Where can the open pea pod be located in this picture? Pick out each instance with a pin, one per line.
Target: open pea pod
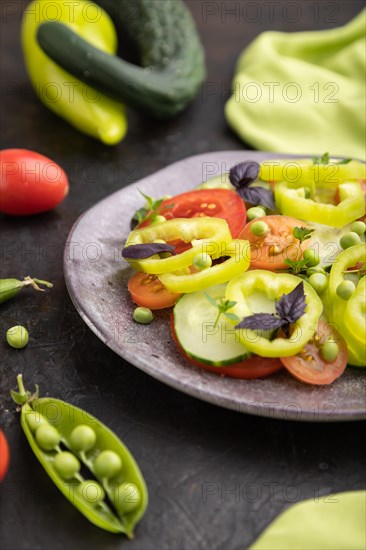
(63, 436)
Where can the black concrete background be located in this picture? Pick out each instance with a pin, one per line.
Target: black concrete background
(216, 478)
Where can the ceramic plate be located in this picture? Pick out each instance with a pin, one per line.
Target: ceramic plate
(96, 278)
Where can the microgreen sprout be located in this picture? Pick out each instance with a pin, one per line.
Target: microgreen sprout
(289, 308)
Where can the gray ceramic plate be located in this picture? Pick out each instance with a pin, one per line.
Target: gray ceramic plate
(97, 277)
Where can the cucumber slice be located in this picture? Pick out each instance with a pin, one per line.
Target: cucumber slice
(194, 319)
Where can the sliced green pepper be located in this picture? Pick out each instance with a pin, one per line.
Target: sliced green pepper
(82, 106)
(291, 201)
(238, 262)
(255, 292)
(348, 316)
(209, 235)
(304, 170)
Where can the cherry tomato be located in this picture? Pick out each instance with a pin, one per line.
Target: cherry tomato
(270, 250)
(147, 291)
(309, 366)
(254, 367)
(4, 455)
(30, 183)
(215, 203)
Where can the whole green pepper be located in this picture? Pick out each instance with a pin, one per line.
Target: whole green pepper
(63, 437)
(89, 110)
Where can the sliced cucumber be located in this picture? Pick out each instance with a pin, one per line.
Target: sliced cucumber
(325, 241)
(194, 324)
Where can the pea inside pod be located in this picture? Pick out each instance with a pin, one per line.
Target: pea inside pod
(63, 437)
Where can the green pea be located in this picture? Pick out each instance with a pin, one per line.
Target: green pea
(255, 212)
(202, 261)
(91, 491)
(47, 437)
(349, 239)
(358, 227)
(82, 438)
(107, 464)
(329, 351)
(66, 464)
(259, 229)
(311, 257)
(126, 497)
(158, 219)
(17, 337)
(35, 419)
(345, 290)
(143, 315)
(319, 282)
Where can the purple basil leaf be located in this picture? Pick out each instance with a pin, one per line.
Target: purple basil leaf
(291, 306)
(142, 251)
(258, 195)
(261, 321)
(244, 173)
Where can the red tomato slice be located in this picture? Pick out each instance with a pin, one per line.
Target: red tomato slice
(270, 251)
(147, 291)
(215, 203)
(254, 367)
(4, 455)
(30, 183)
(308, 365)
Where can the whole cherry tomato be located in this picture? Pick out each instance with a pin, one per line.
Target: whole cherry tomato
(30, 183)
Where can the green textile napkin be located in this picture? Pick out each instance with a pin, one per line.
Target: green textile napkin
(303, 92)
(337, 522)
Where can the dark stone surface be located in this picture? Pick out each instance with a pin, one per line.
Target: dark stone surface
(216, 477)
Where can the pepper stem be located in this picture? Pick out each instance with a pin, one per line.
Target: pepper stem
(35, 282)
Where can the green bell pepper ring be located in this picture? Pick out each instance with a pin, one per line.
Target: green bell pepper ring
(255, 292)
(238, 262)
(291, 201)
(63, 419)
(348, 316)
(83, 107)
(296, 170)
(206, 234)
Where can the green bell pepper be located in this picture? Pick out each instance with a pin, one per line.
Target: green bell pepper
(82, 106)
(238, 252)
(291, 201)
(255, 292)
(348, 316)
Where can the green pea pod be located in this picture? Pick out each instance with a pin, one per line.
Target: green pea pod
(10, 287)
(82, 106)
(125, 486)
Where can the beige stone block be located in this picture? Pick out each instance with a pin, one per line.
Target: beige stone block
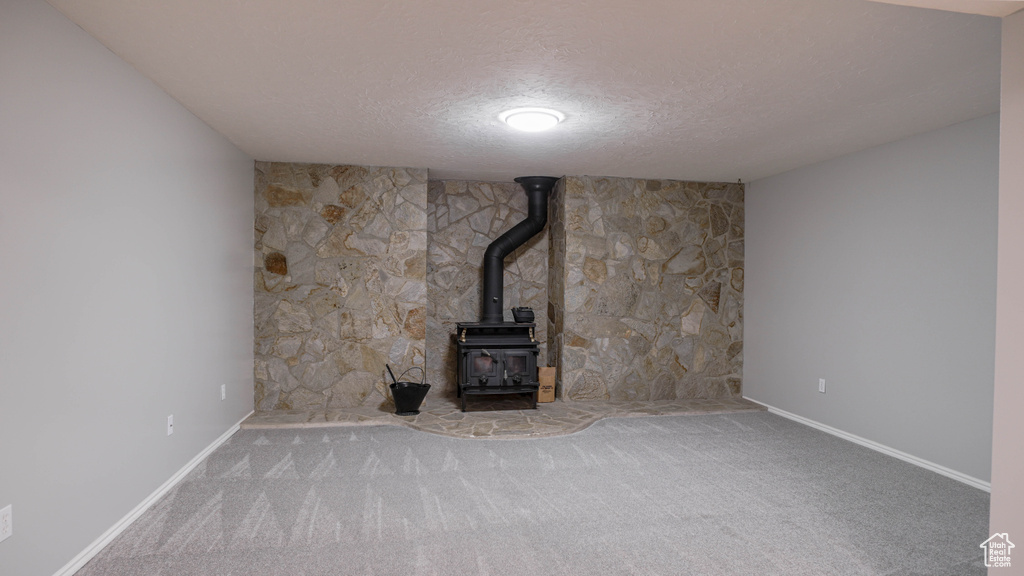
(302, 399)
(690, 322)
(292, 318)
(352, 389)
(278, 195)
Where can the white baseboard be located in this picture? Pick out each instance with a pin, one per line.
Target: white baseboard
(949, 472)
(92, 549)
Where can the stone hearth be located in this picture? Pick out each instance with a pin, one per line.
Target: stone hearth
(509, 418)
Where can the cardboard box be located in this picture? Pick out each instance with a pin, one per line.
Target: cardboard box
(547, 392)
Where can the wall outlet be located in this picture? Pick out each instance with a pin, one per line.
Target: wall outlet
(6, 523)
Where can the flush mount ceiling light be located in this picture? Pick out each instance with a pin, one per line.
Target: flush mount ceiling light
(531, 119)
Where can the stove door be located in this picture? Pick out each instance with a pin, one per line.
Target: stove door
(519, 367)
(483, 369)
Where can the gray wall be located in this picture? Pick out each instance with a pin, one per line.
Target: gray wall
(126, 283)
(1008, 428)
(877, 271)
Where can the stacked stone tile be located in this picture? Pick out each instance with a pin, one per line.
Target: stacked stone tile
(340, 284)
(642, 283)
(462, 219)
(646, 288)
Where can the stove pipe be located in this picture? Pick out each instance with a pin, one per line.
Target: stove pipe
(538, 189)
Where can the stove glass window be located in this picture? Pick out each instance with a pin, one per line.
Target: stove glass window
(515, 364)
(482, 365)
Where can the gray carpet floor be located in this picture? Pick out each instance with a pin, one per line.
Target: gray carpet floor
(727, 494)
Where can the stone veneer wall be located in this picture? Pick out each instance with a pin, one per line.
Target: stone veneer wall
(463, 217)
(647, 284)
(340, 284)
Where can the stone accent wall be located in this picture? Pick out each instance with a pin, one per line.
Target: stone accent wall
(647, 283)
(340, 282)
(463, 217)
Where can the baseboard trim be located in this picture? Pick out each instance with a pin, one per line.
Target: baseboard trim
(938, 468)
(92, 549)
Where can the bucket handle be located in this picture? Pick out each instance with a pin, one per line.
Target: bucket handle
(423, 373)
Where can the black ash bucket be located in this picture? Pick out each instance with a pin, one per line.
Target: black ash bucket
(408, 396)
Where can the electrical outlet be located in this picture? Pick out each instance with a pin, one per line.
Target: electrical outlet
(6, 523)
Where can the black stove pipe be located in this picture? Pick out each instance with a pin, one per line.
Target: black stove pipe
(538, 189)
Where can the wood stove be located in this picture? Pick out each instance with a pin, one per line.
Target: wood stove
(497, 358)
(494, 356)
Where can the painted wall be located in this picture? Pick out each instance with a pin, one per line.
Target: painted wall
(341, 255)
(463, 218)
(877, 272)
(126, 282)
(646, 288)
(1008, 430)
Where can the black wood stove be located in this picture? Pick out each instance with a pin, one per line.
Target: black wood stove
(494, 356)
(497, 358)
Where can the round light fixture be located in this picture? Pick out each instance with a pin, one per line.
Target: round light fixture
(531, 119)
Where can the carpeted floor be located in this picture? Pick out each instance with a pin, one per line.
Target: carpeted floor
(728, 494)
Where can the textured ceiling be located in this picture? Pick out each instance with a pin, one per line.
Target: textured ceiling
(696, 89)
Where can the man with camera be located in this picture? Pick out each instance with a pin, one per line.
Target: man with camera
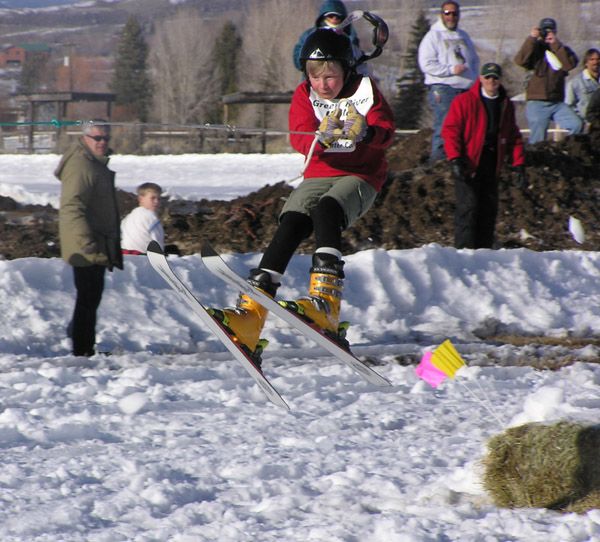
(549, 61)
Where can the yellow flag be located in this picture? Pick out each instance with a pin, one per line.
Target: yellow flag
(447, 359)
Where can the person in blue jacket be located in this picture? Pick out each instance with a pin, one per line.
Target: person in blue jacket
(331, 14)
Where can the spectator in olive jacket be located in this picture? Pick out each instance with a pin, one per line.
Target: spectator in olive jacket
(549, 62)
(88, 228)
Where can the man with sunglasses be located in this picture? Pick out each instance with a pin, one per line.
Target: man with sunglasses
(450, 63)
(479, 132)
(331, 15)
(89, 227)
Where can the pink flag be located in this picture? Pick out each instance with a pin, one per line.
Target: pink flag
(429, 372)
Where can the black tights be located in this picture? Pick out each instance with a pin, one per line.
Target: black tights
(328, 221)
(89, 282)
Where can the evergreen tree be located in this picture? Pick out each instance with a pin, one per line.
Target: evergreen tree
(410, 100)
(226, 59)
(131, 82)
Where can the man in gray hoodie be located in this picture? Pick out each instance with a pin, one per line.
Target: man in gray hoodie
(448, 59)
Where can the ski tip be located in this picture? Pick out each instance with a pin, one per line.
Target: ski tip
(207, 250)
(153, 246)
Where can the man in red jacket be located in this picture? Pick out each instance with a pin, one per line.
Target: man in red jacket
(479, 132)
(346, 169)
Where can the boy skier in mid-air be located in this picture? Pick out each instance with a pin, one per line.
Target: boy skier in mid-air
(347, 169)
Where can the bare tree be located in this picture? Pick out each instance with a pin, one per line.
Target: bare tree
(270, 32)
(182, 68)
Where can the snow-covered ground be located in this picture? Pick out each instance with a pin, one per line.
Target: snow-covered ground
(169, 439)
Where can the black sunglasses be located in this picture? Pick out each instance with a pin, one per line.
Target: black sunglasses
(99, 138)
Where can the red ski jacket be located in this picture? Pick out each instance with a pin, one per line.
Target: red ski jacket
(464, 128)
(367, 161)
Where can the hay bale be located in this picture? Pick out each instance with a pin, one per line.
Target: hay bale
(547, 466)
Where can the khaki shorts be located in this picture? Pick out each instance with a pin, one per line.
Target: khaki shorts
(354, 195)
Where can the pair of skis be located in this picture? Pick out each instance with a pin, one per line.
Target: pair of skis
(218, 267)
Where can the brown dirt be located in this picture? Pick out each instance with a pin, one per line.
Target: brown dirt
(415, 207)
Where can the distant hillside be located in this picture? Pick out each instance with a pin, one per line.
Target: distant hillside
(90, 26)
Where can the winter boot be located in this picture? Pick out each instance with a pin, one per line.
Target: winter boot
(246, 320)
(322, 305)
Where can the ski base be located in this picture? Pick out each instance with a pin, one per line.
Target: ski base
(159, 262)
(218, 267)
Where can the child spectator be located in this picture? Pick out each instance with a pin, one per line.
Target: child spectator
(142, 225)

+ + + + + + +

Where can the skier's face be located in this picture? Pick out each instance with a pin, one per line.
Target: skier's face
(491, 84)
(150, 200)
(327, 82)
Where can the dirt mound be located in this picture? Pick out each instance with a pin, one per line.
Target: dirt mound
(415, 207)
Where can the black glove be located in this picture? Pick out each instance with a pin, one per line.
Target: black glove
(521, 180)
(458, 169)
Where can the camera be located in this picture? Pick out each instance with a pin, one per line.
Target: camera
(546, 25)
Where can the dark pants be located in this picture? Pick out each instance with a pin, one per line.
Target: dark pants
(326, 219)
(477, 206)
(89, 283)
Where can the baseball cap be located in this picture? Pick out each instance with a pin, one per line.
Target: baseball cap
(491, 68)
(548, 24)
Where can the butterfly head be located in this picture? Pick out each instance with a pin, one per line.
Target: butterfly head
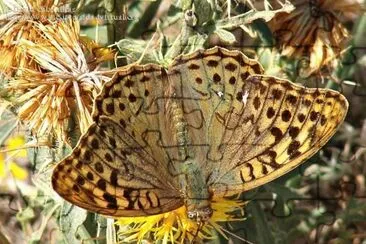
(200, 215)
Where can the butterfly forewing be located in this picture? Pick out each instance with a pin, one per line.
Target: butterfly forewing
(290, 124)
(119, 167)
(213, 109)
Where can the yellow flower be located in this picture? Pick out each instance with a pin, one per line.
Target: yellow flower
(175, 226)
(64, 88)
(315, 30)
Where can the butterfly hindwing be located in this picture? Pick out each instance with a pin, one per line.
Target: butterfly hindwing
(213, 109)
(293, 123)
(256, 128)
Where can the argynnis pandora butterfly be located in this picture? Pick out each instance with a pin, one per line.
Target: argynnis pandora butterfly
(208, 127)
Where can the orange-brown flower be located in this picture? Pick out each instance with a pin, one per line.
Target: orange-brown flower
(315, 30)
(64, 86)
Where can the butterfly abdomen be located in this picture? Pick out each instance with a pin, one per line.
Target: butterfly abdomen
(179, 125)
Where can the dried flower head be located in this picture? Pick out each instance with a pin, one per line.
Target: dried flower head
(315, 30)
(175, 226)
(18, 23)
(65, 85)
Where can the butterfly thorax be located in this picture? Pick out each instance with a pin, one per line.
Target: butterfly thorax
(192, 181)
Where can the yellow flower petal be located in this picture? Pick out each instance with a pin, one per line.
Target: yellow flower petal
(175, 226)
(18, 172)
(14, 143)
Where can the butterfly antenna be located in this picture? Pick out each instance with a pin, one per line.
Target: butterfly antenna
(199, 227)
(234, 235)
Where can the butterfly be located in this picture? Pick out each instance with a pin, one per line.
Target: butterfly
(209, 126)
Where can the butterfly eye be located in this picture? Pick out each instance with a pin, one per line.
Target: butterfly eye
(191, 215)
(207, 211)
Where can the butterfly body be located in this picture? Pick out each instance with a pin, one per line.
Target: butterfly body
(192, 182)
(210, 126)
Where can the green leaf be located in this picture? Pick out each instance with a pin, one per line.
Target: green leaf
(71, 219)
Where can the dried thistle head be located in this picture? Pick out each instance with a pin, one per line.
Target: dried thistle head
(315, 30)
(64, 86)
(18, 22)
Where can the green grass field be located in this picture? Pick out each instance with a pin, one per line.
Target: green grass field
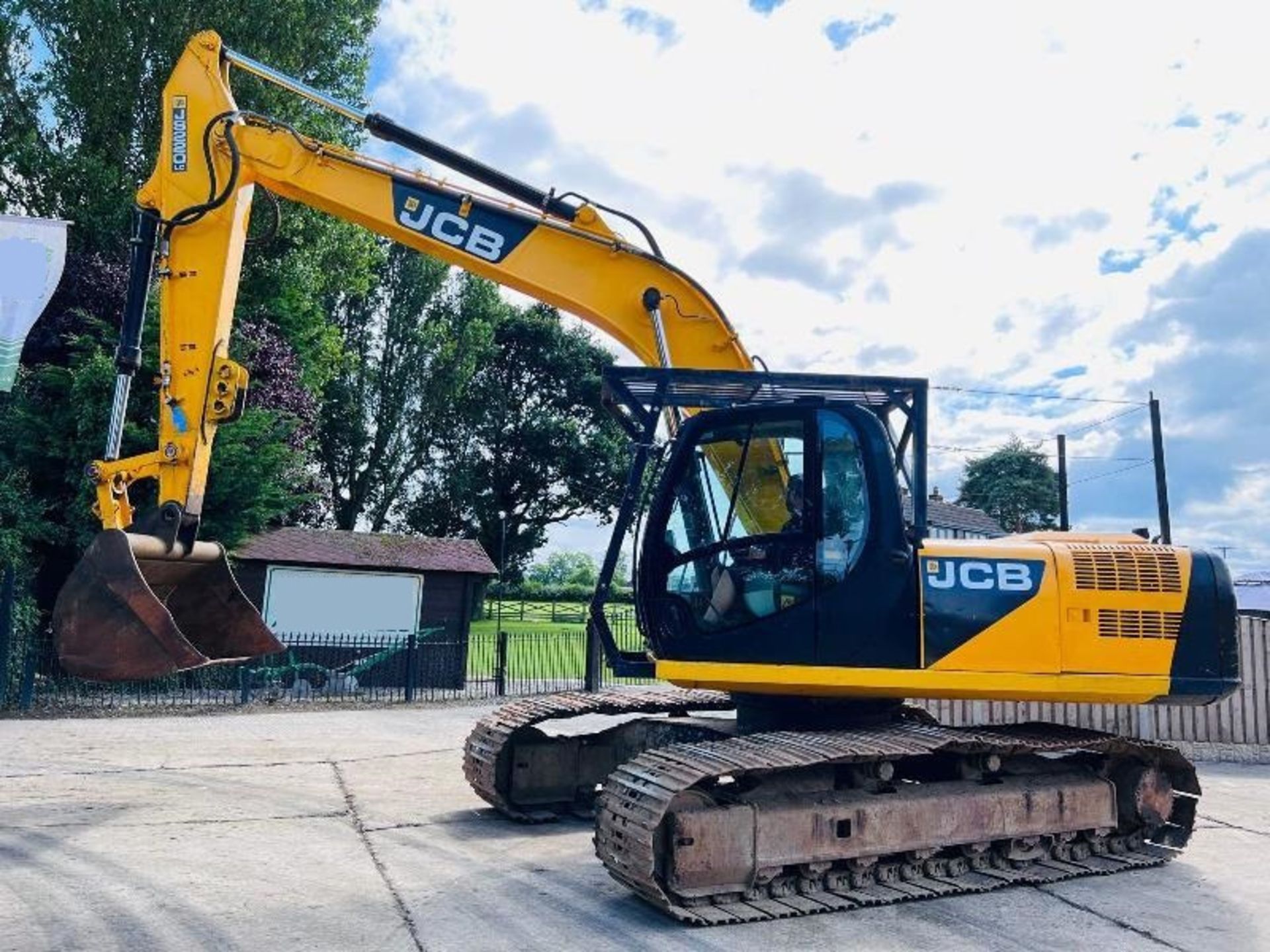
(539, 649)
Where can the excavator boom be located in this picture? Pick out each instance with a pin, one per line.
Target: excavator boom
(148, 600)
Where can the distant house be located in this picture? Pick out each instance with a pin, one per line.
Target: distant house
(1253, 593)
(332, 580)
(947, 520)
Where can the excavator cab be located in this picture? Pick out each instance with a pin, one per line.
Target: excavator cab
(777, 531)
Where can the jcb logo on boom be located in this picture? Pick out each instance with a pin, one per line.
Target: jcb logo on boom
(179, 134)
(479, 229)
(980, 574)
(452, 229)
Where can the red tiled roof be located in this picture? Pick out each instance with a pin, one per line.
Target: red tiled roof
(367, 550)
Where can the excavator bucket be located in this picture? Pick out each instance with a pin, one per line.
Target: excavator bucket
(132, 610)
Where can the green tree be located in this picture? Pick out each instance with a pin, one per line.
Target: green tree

+ + + + + + +

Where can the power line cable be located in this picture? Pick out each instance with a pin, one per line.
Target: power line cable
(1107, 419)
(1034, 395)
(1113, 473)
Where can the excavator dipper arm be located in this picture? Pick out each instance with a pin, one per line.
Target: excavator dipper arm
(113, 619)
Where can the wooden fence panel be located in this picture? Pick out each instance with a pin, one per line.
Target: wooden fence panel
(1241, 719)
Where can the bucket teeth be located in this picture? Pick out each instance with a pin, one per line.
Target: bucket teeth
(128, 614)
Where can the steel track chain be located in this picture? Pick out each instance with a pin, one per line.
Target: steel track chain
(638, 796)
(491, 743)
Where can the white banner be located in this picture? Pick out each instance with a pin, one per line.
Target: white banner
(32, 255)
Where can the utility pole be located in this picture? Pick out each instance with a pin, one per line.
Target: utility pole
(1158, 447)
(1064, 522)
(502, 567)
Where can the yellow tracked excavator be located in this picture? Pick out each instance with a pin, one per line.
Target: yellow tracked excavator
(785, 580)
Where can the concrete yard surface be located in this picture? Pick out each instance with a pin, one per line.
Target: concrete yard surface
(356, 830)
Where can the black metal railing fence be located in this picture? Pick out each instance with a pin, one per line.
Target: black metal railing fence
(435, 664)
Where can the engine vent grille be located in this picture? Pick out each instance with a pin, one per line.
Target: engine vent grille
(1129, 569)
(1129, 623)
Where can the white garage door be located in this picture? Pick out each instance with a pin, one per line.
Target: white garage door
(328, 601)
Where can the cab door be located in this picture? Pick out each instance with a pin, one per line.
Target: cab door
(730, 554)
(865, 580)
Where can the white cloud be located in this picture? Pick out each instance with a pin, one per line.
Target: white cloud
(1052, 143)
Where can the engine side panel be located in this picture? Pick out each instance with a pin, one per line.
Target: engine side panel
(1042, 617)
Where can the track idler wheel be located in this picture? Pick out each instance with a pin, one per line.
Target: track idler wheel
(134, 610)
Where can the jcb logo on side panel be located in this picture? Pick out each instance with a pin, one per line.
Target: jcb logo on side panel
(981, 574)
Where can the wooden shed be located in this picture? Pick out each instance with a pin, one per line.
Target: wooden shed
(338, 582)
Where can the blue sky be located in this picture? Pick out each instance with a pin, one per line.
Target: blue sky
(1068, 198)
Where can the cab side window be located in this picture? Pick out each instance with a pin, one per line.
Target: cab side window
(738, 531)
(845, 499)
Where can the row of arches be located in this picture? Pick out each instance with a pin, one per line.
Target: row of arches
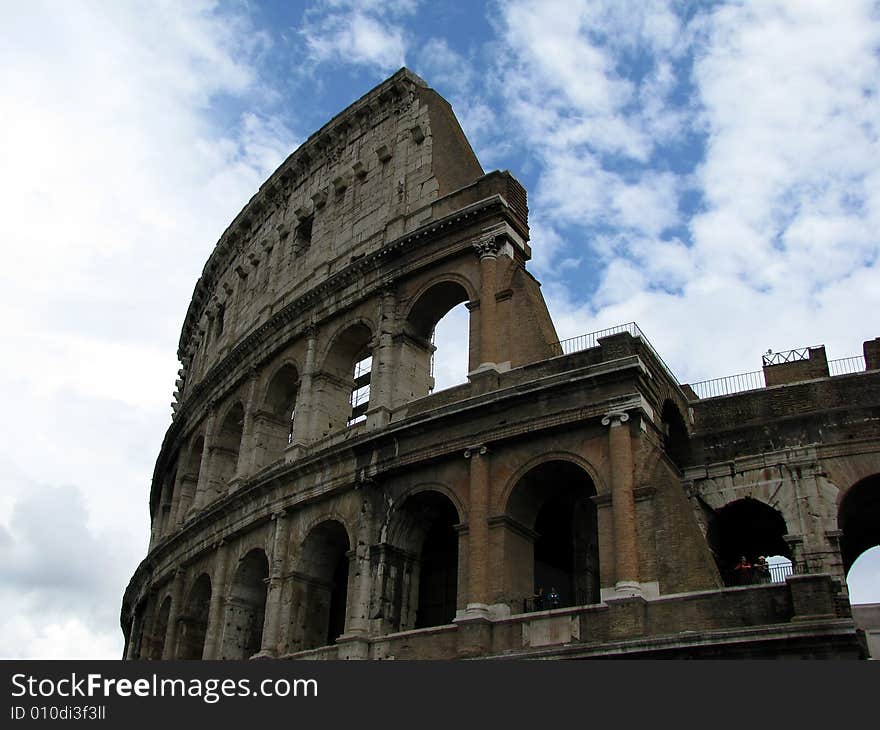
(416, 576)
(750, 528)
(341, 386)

+ + + + + + +

## Given task
Copy the records exactly, starting at the line containing "Where can the excavator bucket" and ending with the line containing "Target: green tree", including both of those lines.

## Expected answer
Where can the excavator bucket be located in this picture? Pick out each instance with a pin, one per line.
Target: excavator bucket
(132, 610)
Where can the green tree be located in this picture? Pick out each instance with a pin, one per line.
Target: green tree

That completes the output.